Excerpt provided
================================

One Nation Labour (a concept borrowed from Disraeli) is the vision of Ed Miliband and Balls incorporating an economic paradigm that abandons any attempt to reform neo-liberal capitalism, tackle alienation or formulate any form of greater egalitarian politics.  In Scotland they promote a corporatism in harmony with Cameron’s coalition that will see Scottish social-civic, labour forces atrophy and alienation increase. 

There are currently three political responses. Alienation:  a withdrawing from any engagement leaving a’ nothing can be done’ attitude; a ‘there is no alternative’ syndrome. Let Jimmy Reid remind us of this debilitating political phenomenon.

‘Let me right at the outset define what I mean by alienation. It is the cry of men who feel themselves the victims of blind economic forces beyond their control. It’s the frustration of ordinary people excluded from the processes of decision making. The feeling of despair and hopelessness that pervades people who feel with justification that they have no real say in shaping or determining their own destinies.’

The second option is very much a neo-liberal form of the above: the status quo.  Vote NO in the Referendum and we’ll carry on the same way (but punish Scotland a little more) with little to choose within the three main Unionist parties (tweedledee, tweedledum and tweedledummer). Put your Labour ‘No’ vote in the box and you put it alongside the Tories and the Lib-Dems and the other arch-Unionists. Objectively any ‘No’ vote is for the retention of the failing unionist British State.

 Meanwhile all three of the tweedles are looking behind them at the angry surge of UKIP. (We should not need to be reminded that political crises can create major shifts to the right as well as to the left.)

 The opportunist policy of Labour, wooing the right and centre-right, is seen as vital, particularly in southern England, where outside of London, in approx, 180 southern constituencies, Labour has just 12 seats.  What does this status quo scenario mean to Scotland and the Scottish political process going forward?

     I wish to argue that Scotland under the 1999 devolved administration constitution , is, in my (third) world of  political analysis, a near perfect example of the crown-colony state, attempting to advance the limited constitutional process towards a Home-Rule, self-governing status  within the British state.  Social-democrat Scotland, in this limbo-state of pause, of semi-colon, coloniality reality, will suffer greatly, indeed be punished under the avenging thrust of all three main Westminster parties in a post-No Scotland.   

     Across Scotland, especially in my neck of the woods in Lanark shire, the desperate poor have been conditioned to give their votes to Labour, as others light a candle, in the desperate hope of personal salvation.  Let us be clear; persistent poverty and underdevelopment is the future for Scotland under the hegemony of Westminster unionist power.  Devolution has attempted to alter the power relations within the culture of UK politics. By its much enfeebled nature, Holyrood was born to be self-inhibiting, shorn of autonomous history-making powers.

================================

Material for the task
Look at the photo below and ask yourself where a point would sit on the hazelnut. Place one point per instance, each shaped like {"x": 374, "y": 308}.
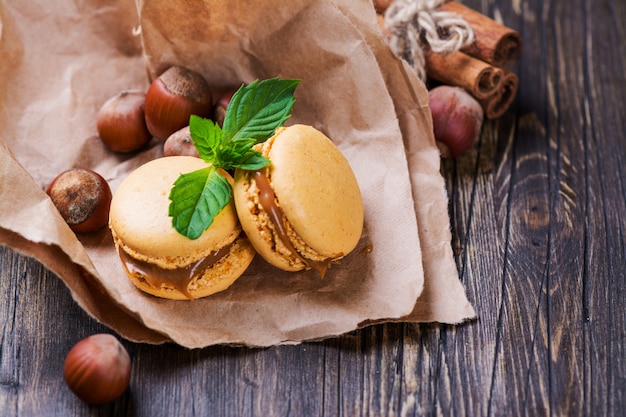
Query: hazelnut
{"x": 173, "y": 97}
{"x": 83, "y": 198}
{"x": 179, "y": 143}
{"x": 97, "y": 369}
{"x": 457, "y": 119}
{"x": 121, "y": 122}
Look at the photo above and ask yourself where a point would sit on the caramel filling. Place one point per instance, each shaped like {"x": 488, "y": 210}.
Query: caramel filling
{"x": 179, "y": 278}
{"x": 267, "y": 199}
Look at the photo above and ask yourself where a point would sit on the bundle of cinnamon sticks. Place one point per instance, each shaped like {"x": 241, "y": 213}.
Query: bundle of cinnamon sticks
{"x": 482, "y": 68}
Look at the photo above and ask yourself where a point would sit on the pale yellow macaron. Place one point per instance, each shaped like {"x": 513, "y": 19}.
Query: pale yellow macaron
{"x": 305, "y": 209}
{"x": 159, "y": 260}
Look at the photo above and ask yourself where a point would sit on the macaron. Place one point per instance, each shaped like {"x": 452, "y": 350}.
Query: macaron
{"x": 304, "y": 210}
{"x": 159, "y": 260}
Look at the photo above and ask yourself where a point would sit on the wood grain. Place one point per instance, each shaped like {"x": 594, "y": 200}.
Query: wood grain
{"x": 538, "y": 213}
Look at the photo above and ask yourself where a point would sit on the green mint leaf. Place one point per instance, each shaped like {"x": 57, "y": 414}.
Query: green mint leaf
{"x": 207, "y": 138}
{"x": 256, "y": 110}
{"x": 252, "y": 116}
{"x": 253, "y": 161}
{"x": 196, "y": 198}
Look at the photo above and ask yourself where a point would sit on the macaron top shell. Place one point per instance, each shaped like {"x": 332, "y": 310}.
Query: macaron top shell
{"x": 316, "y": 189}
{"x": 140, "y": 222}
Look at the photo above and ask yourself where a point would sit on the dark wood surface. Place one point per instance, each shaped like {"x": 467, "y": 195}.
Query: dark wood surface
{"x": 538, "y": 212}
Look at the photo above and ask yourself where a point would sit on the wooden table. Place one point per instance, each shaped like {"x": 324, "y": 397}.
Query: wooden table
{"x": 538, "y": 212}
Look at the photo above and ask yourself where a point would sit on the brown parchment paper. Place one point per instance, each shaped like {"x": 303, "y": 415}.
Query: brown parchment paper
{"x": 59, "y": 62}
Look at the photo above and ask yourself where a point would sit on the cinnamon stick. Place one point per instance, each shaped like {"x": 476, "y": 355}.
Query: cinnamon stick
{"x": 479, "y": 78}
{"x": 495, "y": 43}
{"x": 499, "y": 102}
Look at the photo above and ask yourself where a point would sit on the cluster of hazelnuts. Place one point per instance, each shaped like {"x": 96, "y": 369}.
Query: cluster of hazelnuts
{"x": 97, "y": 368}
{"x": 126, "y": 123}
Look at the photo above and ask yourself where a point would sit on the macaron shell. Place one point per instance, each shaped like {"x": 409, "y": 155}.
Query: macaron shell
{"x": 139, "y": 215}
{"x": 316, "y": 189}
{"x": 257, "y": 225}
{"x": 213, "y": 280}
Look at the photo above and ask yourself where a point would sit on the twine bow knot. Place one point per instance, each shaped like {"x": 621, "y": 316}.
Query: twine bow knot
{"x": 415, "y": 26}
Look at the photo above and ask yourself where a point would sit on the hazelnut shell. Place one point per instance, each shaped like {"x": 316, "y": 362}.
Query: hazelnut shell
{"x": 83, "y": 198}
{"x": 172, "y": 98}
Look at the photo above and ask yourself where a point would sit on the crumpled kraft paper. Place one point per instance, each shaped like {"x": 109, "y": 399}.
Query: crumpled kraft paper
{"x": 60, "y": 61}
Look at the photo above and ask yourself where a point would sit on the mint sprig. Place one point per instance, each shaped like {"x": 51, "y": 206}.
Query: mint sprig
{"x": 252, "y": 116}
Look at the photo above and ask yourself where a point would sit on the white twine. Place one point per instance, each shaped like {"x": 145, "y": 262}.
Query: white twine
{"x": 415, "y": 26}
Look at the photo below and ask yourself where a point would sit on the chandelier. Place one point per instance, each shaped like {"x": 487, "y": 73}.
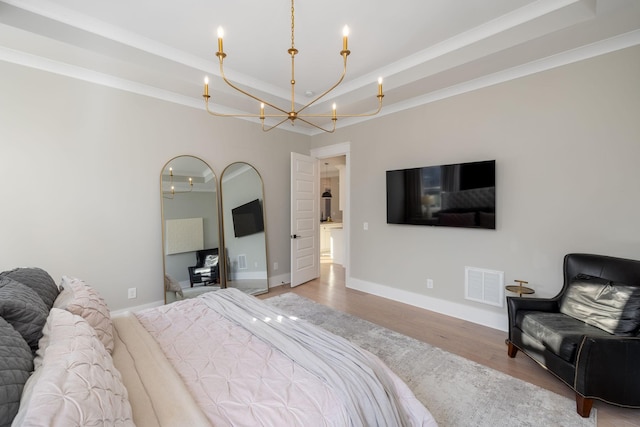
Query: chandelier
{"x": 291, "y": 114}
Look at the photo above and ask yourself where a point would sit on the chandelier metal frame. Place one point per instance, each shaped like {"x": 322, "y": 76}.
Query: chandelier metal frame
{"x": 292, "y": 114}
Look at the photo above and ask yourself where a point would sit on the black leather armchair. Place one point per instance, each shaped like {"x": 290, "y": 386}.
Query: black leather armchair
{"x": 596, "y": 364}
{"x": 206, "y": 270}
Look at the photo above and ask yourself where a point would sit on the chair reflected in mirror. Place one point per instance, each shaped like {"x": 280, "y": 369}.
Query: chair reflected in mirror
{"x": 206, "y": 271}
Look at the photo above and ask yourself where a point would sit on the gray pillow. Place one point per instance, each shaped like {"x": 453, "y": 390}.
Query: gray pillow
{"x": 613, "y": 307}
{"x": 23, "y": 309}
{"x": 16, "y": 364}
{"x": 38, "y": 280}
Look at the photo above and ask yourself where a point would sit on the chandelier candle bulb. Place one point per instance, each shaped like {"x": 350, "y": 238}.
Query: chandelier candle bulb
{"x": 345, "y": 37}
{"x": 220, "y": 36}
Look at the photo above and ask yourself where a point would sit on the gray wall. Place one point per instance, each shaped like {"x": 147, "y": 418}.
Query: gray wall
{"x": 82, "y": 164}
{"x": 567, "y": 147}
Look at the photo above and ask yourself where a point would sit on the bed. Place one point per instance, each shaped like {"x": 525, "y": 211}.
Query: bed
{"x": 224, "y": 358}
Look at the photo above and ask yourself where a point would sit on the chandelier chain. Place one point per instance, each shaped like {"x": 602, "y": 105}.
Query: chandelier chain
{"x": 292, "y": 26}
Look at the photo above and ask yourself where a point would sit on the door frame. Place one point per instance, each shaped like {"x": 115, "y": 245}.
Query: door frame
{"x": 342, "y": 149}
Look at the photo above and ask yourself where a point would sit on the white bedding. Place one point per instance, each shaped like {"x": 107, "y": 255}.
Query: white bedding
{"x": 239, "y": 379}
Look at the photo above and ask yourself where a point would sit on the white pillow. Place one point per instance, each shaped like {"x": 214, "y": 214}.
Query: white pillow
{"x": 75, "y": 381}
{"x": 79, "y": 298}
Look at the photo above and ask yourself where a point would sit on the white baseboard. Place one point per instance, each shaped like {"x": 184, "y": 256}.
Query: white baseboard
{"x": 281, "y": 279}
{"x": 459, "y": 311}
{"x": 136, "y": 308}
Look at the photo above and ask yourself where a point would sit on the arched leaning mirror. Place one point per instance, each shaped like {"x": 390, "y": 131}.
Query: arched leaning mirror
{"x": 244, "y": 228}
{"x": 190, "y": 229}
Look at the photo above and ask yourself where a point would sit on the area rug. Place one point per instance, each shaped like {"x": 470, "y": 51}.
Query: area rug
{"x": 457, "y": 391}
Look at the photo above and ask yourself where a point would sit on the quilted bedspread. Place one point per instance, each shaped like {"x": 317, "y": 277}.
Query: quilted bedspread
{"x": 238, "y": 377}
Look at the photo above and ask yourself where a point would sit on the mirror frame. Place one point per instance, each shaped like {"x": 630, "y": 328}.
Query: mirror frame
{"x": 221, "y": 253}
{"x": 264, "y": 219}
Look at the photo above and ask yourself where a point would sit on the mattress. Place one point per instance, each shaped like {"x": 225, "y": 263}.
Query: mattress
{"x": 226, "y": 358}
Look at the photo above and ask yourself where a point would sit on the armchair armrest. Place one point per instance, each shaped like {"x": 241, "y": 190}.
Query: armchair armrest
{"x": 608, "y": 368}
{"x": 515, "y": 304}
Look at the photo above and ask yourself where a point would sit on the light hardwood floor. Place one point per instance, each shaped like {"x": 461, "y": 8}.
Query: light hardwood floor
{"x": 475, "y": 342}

================================

Set problem A
Show every line of the rows above that contains the string "armrest", copying each one in full. Case counts.
Set problem B
Resume the essay on Labour, devolution, and the Scottish independence referendum from where it stops.

Written answer A
Look at the photo above and ask yourself where a point would sit on the armchair armrest. Place one point per instance, each shaped like {"x": 241, "y": 190}.
Query: armchair armrest

Written answer B
This can only be answered by major constitutional reform (Independence) supported by economic and social reforms. What is startling is the great wave of popular support demanding change that is moving across Scotland especially in areas of greatest social deprivation.

In my opinion the vital process required for the effective development of Scotland in this 21st Century is best described in the thesis being formulated by Robin McAlpine and the Common- Weal Project.  This political/economic initiative will have to be taken up in some form under the leadership of the Scottish Independent Government post 2016

 This Government of whatever party (or coalition of parties) will be required to turn its back on the Westminster dominating economic strategy.  A ‘jock’ form of neo-liberalism cannot and will not satisfy the demands of this new empowered Scottish electorate. With tenacious urgency they will have defeated the Unionist blandishments. In the absence of  almost all ‘big-media’  support the YES ground campaign a ‘Scot-cong ‘ strategy built with grass-root power will not accept an Edinburgh ‘fur-coat’ (no real political change). 

     What is required is the dismantling of this empire created Westminster – British –state ethos through a progressive transformation, instigated by a programme of greater national political consciousness in Scotland. Already there is a popular national culture ,a kind of ‘epistemic sovereignty’.

     But for all that and all of that, it is not enough. The idea of a Scotland as a sovereign state (albeit in a globalized world) needs more than the idea of a Scotland cut and pasted from the Westminster template. We have over time drawn (relied) heavily on our artists, writers and intellectuals. Collectively they have helped create a national consciousness. Now it has to become a redrawn political and economic movement beyond liberal-nationalism.  This will require fresh approaches of imagiNATION. Much of this new paradigm is being articulated by The Common -Weal team at The Jimmy Reid Foundation. Post YES we just might see a form of Scottish Labour breaking with its London masters and joining in this new democracy.

Wither Scottish Labour post YES?

 I for one ,have come to the conclusion that post-war Scottish Labourism has failed to understand that popular social consciousness in Scotland has embedded in it a nascent political nationalism alongside social-democracy. Popular national conscientization ( Freire) that empowers has never been realized or released by Labour.  Scottish Labour will decline, atrophy, like the Conservatives unless it breaks from its unionist heritage.

     At present the Scottish Labour Party cannot offer Scottish people any option that does not rely on it being thirled to London Labour. (London’s dependency on the Scottish 50 plus seats; in turn London funds Scottish Labour is the deal?).

  Yet national autonomy /independence can no longer rely on the reductionist, simplistic idea of a ‘national economy’.  Whose ‘national economy’ do I hear the cry? Yet, in what is becoming a highly plural yet polarized global economy (BRIC verses the West), Scotland has the opportunity and the ability to negotiate its own future through the effective adoption of fresh economic strategies with new international powers with which to negotiate a better fairer future.  Will Scottish Labour or in some other guise take up that challenge?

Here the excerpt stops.